**YOUR TASK**
Nothing but the entries, copied exactly, should appear in the response.

**RECORDS**
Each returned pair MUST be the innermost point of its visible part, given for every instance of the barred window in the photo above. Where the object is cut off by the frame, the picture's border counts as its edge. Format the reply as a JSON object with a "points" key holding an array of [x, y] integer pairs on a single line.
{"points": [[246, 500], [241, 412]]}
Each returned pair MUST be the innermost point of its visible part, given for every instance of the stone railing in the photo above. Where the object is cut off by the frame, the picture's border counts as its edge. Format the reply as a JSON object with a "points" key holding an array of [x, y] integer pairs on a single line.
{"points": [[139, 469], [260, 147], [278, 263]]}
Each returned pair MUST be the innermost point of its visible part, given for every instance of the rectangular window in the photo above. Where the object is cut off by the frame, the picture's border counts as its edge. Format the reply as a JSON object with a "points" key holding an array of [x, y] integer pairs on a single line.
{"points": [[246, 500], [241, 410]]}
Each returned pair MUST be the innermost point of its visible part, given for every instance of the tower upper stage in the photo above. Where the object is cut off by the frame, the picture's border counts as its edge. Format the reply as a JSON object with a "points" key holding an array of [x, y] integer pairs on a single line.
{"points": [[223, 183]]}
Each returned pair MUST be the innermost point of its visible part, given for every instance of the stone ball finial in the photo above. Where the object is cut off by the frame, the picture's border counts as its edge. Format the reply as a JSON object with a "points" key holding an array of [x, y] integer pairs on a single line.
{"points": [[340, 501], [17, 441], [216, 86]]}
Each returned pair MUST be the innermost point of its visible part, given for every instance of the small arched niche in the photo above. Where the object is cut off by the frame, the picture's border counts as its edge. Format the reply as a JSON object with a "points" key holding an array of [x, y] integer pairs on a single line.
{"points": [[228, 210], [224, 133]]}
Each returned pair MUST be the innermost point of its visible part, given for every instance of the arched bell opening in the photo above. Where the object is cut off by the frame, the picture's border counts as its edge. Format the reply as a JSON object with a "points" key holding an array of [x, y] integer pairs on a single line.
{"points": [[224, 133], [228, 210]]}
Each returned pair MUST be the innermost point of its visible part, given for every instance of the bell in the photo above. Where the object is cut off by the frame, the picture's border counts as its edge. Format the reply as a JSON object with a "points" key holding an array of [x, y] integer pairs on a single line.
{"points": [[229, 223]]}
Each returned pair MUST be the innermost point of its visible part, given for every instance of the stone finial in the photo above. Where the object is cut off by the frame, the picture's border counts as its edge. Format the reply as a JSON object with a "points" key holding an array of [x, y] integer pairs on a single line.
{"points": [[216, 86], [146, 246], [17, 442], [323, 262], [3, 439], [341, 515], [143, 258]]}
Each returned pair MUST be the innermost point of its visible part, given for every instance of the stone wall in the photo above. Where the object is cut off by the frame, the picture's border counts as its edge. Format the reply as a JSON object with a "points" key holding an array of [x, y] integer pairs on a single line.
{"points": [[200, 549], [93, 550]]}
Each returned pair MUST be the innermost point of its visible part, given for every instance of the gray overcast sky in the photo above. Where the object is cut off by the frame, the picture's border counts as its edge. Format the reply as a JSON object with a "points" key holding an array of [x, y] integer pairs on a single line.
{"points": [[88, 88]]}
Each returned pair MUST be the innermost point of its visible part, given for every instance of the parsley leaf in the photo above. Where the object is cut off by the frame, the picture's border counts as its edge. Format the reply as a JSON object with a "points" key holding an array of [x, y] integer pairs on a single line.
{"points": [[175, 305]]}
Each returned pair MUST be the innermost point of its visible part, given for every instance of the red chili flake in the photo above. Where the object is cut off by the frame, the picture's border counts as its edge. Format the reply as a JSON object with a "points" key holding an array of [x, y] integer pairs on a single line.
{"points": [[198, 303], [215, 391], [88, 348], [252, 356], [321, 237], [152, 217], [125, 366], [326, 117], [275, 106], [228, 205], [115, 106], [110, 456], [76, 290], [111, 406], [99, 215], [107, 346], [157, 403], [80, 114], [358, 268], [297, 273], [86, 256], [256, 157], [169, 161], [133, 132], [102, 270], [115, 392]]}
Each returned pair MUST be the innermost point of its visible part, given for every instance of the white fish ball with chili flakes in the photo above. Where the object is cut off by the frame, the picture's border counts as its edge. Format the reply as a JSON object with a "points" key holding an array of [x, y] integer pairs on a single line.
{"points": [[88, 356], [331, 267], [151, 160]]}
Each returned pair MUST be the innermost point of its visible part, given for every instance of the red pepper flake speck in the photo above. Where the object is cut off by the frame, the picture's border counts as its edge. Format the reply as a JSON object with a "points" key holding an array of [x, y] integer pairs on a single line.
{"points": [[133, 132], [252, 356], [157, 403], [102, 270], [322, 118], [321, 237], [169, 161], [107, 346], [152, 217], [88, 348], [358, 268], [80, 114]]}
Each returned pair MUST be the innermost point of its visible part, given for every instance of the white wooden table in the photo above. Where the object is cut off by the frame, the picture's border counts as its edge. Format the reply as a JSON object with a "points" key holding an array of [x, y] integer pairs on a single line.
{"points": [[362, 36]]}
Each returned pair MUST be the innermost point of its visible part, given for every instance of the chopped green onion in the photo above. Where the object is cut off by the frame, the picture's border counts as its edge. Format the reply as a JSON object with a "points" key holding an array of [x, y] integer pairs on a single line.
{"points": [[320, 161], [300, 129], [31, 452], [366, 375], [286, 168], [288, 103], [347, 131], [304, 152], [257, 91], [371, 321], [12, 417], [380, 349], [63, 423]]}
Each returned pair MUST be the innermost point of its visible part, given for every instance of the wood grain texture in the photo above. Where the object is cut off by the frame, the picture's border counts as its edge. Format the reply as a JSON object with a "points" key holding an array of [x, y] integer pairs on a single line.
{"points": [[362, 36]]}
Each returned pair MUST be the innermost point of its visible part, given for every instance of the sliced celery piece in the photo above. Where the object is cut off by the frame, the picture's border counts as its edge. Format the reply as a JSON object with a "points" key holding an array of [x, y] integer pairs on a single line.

**REPLY**
Each returned pair MUST be the innermost point of its visible part, given for every instance of the barred window in the photo above. Where the object is cut off by the frame, the picture's border counts as its edge. Format the reply as a JSON object with a "points" key holding an array of [x, y] integer pairs on a single line.
{"points": [[246, 500], [241, 412]]}
Each returned pair MUST be the innermost point of its visible part, given for every instance of the stone railing in the photo above. Where the object is cut off by the frame, the picture's border counts as its edge. Format the reply as a JSON object with a "points" key holding an array of [x, y] integer pairs on a single line.
{"points": [[139, 469], [260, 147], [278, 263]]}
Each returned pair MUST be the innermost point of its visible part, given for every instance of the rectangular window in the photo above. Where the object is cut off by the frame, the picture's border counts as its edge. Format the reply as a JSON object with a "points" key holding an array of [x, y] integer pairs on a single line.
{"points": [[246, 500], [241, 410]]}
Each returned pair MUST be the innermost point of its visible part, given for every instance of the tower upper stage in the photo above. Where the object is cut off by the frame, the picture's border counts as its edge. Format the reply as a JSON object with a "points" key holding an array of [x, y] integer pairs on a single line.
{"points": [[223, 183]]}
Each returned pair MUST be the innermost point of its visible part, given for every instance of the stone ball finial in the photo above. Where the object is cut off by the frame, the picture's border counts as its edge. Format the reply as a JSON object with a "points" key holding an array of [x, y] integer pairs on a single line.
{"points": [[340, 501], [17, 441], [216, 86]]}
Each returned pair MUST be the innermost point of its visible part, given for every instance of the small arched niche in the photo above. Where the object is cut off by the frame, the picture's border counts as its edge. Format the reply as a JSON object with a "points" key holding an array of [x, y] integer pairs on a single line.
{"points": [[228, 210], [224, 133]]}
Each returned pair MUST be the innermost point of its visible part, given for every instance of the arched bell opening in the photo above. Where the object is cut off by the frame, the picture's border counts as its edge. Format the reply as a JSON object with a "points" key holding an array of [x, y] integer pairs on a single line.
{"points": [[224, 133], [228, 210]]}
Each returned pair MUST be the innermost point of its visible part, given for every instance of the bell in the photo above. Where the object is cut off by the frame, the picture's border counts as its edge. Format the reply as a JSON object with a "points" key holding an array of [x, y] integer pairs on a single line.
{"points": [[229, 223]]}
Each returned pair MUST be the innermost point of its visible part, given for every instance of the stone finial in the photo above. Where the object is cut off by the frame, the picture's border counts as its edge. Format the reply as a JSON object with a "points" key holding an array of [x, y] integer pairs on a single line.
{"points": [[216, 86], [146, 246], [17, 442], [323, 262], [3, 439], [341, 515], [143, 258]]}
Each returned pair MUST be the innermost point of its visible part, given for every instance of the stone wall in the photo above. Where the object is cut off by the frame, the picture's border counts as its edge. Format the reply as a JSON object with a "points" key holding an array of [x, y] integer pairs on a single line.
{"points": [[200, 549], [93, 550]]}
Each returned pair MUST be the innermost point of its visible part, given for every instance of the gray overcast sky in the photo above. Where the object is cut off by the frame, the picture's border counts as its edge. Format the reply as a JSON object with a "points" key holding an array of [x, y] integer pairs on a single line.
{"points": [[88, 88]]}
Each returned pair MUST be the innermost point of its visible part, given for every instance of the parsley leaf in the photo above. Where the object is cut off by the frame, the picture's border counts as its edge. Format the reply as a JSON object with a "points" key holding an array of [x, y] integer pairs on a single line.
{"points": [[175, 305]]}
Each returned pair MUST be the innermost point of its visible part, given for every instance of the red chili flake in the photo above. Where the object is cut off by the frame, the picture's border counts as its edge. Format the reply as a JSON object with a "points" key holding an array of [x, y] integer pairs on a single line.
{"points": [[198, 303], [215, 391], [88, 348], [252, 356], [321, 237], [152, 217], [125, 366], [326, 117], [275, 106], [228, 205], [115, 106], [110, 456], [76, 290], [111, 406], [99, 215], [107, 346], [157, 403], [80, 114], [358, 268], [297, 273], [86, 256], [256, 157], [169, 161], [133, 132], [102, 270], [115, 392]]}
Each returned pair MUST be the innermost point of its visible part, given for every instance of the white fish ball with chili flakes in the photo above. Where the object is cut off by the frame, the picture's border counts as its edge. Format the reply as a JSON object with a "points" key holding an array of [x, y] integer pairs on a single line.
{"points": [[88, 356], [331, 267], [151, 160]]}
Each returned pair MUST be the innermost point of its visible part, given for every instance of the red pepper flake speck in the photo above. Where the object is cut off by the frame, the picture's border counts as its edge. Format the reply as a JSON object with a "points" key holding an array of [x, y] integer pairs on a single line.
{"points": [[133, 132], [252, 356], [157, 403], [102, 270], [322, 118], [321, 237], [169, 161], [107, 346], [152, 217], [88, 348], [358, 268], [80, 114]]}
Each returned pair MUST be the innermost point of its visible part, given for every instance of the white wooden table in the photo above. Where the object is cut off by the frame, the picture's border counts as its edge. Format the reply as a JSON object with a "points" key holding an array of [x, y] integer pairs on a single line.
{"points": [[362, 36]]}
Each returned pair MUST be the innermost point of its visible part, given for every instance of the chopped green onion in the photo above. Where the object is cut off by the frame, the picture's border counts as its edge. Format the reply as a JSON object with a "points" key holding an array of [x, y] integer pairs on a single line.
{"points": [[320, 161], [300, 129], [31, 452], [366, 375], [286, 168], [288, 103], [347, 131], [304, 152], [257, 91], [371, 321], [12, 417], [380, 349], [63, 423]]}
Each returned pair MUST be the innermost point of its visible part, given for every instance of the wood grain texture in the photo above. Where the object is cut off by the frame, the picture's border counts as its edge. Format the reply as a JSON object with a "points" key holding an array of [x, y] integer pairs on a single line.
{"points": [[362, 36]]}
Each returned pair MUST be the innermost point of its visible part, given for every instance of the sliced celery piece in the photo above. Where the object is cut off by the frame, the picture's border counts as its edge. Format the reply as a JSON object with a "points" key holding an array of [x, y] integer pairs on a single line.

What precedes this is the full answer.